### REQUIRED WORK:
Please render the data below as a numbered list with blank lines left out, beginning at the line that has "power line in the photo above." and stopping after the line that has "excavator in the photo above.".

### RECORDS TO USE:
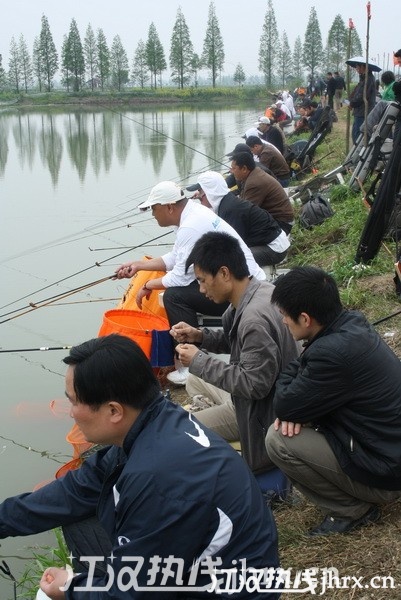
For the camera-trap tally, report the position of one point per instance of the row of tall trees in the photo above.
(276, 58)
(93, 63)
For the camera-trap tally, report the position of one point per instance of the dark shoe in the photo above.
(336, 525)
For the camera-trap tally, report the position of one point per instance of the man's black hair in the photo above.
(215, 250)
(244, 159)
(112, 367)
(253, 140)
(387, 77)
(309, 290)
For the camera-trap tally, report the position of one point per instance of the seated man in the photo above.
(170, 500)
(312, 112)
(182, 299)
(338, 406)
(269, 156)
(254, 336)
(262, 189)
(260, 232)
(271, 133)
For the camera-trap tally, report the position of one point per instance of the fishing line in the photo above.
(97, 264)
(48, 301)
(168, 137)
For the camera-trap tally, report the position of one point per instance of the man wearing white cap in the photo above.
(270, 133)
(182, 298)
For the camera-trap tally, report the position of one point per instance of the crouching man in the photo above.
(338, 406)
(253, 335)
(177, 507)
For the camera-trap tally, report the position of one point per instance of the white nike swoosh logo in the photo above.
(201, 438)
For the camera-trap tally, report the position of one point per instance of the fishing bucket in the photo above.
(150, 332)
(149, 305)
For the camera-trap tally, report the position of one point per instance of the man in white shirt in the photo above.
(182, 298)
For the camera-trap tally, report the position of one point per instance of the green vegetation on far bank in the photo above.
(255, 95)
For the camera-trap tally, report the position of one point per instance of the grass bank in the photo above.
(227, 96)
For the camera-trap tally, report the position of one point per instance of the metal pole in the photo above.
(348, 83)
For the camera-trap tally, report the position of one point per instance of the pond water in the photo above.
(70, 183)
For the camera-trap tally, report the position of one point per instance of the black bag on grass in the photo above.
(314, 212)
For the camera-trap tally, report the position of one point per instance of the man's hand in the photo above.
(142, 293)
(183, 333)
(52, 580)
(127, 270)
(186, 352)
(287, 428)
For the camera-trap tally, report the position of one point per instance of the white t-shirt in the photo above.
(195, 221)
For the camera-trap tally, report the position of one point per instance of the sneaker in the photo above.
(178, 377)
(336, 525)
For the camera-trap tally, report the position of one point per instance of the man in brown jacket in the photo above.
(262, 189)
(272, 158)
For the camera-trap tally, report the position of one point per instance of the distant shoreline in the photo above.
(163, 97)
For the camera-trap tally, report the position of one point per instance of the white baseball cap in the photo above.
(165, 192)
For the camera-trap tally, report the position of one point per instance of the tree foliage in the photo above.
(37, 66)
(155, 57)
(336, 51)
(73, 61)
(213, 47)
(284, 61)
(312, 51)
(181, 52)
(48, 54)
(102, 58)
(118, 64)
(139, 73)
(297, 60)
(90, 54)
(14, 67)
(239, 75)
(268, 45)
--
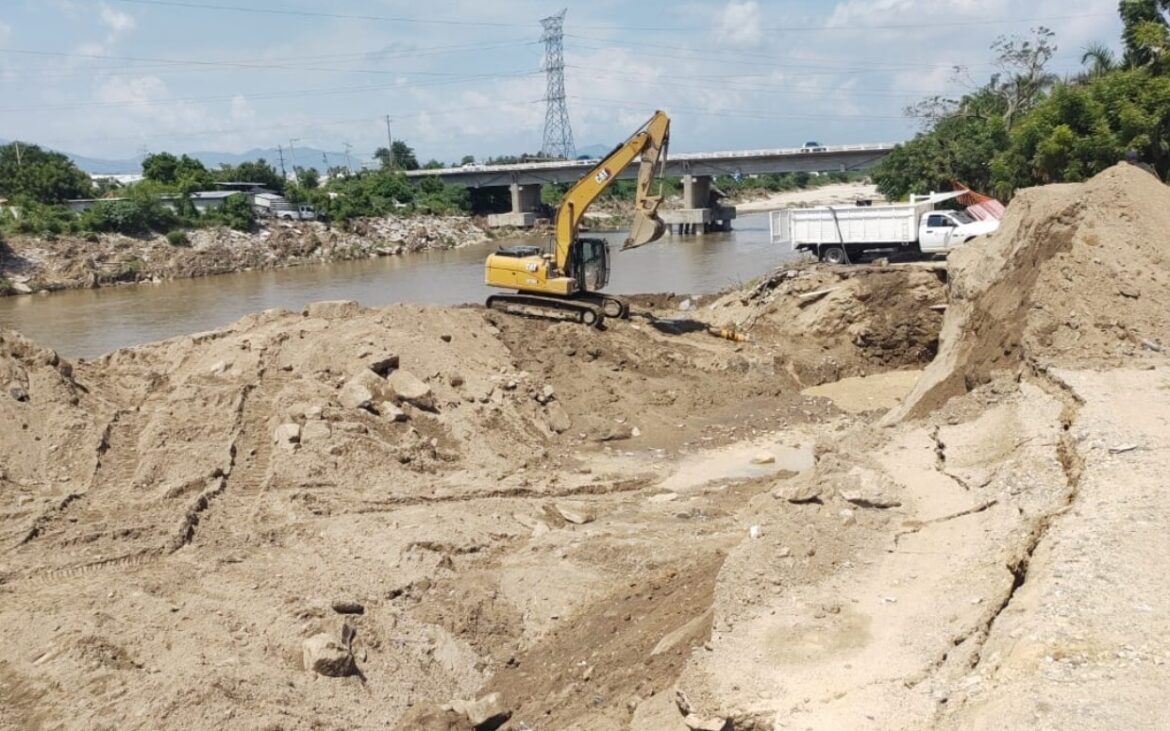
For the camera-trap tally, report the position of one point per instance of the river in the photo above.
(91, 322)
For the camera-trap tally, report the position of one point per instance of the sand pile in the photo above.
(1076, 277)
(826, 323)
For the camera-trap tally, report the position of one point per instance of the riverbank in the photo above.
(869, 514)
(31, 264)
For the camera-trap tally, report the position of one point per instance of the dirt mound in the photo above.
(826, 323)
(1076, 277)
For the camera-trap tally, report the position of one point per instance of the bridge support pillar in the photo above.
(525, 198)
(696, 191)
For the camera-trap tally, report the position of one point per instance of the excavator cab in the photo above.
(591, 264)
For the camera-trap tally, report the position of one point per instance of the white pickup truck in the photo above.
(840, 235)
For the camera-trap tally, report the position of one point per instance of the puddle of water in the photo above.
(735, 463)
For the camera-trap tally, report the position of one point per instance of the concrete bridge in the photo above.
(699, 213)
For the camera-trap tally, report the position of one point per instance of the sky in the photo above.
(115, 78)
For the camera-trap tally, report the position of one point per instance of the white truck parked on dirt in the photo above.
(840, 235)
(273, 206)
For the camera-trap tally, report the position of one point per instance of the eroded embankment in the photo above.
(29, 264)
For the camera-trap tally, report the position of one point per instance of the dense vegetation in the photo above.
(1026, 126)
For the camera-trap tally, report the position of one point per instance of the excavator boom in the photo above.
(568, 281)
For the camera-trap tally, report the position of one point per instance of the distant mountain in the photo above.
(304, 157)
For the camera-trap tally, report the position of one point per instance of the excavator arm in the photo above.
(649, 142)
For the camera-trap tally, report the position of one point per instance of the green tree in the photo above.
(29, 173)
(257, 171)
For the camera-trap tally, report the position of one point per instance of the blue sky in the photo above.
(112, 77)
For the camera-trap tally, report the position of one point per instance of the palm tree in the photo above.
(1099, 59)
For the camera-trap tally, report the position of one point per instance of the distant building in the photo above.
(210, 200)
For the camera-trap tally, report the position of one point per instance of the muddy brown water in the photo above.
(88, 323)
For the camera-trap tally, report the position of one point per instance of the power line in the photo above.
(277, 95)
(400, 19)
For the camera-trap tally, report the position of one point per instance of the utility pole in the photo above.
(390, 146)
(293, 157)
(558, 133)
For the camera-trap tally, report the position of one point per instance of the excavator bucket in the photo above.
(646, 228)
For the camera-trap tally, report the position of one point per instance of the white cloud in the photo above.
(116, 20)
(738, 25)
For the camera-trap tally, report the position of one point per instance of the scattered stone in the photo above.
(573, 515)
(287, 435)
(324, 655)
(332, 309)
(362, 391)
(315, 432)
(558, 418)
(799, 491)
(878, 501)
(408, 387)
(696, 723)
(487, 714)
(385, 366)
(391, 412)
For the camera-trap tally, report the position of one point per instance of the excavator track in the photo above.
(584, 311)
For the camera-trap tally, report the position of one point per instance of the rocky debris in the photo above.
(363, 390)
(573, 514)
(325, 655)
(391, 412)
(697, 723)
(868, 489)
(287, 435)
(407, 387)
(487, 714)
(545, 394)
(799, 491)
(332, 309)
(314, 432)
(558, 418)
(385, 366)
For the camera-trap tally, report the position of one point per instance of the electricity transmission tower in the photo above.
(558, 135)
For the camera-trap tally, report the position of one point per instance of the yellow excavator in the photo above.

### RESPONSE BELOW:
1. For the camera-trap tally, report the position of one point per instance of the power line in the photo above.
2. (277, 95)
3. (400, 19)
4. For the camera-trap tally, report the position of one point per instance of the utility pole in the photo above.
5. (390, 146)
6. (293, 157)
7. (558, 133)
8. For the camera-trap tally, report the position of one point per instance of the excavator bucket in the photo above.
9. (646, 228)
10. For the camera-trap tally, report the position of one point per instance of the white cloud in the photo above.
11. (116, 20)
12. (738, 25)
13. For the camera-trap tally, report the position of one point per instance of the scattered stone in the photo above.
14. (573, 515)
15. (287, 435)
16. (324, 655)
17. (332, 309)
18. (362, 391)
19. (315, 432)
20. (558, 418)
21. (799, 491)
22. (878, 501)
23. (408, 387)
24. (696, 723)
25. (487, 714)
26. (385, 366)
27. (391, 412)
28. For the camera-trap tally, report the position of one point per instance of the excavator track in the photo above.
29. (584, 311)
30. For the camera-trap tally, report the position of one point per instance of the rocky debris in the photo above.
31. (363, 390)
32. (573, 514)
33. (325, 655)
34. (391, 412)
35. (697, 723)
36. (868, 489)
37. (287, 435)
38. (407, 387)
39. (487, 714)
40. (545, 394)
41. (799, 491)
42. (332, 309)
43. (314, 432)
44. (558, 418)
45. (385, 366)
46. For the camera-trap tally, report the position of one point per instance of the electricity transmission tower in the photo above.
47. (558, 135)
48. For the camera-trap tally, report the position of one point per instance of the yellow excavator in the photo above.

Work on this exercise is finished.